Data supplied>
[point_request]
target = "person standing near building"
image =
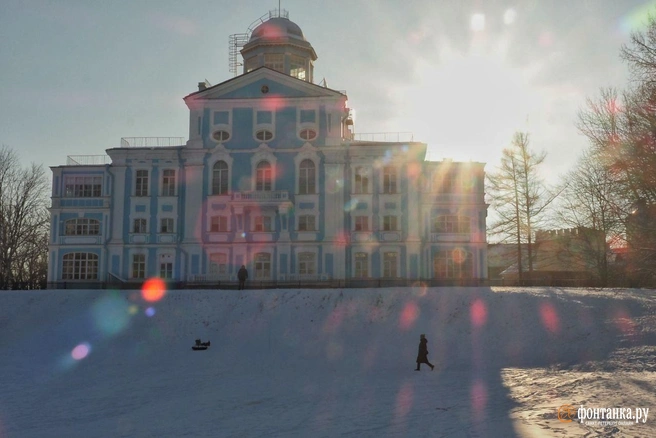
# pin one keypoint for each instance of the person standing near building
(422, 355)
(242, 275)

Task details> Rewrite the rows above with "building" swapped for "house" wherever it appears, changing nothing else and leaving the pictures out of your answer.

Result for this task>
[point_request]
target = "person standing near house"
image =
# pin one keypoint for each instance of the person standing near house
(422, 355)
(242, 275)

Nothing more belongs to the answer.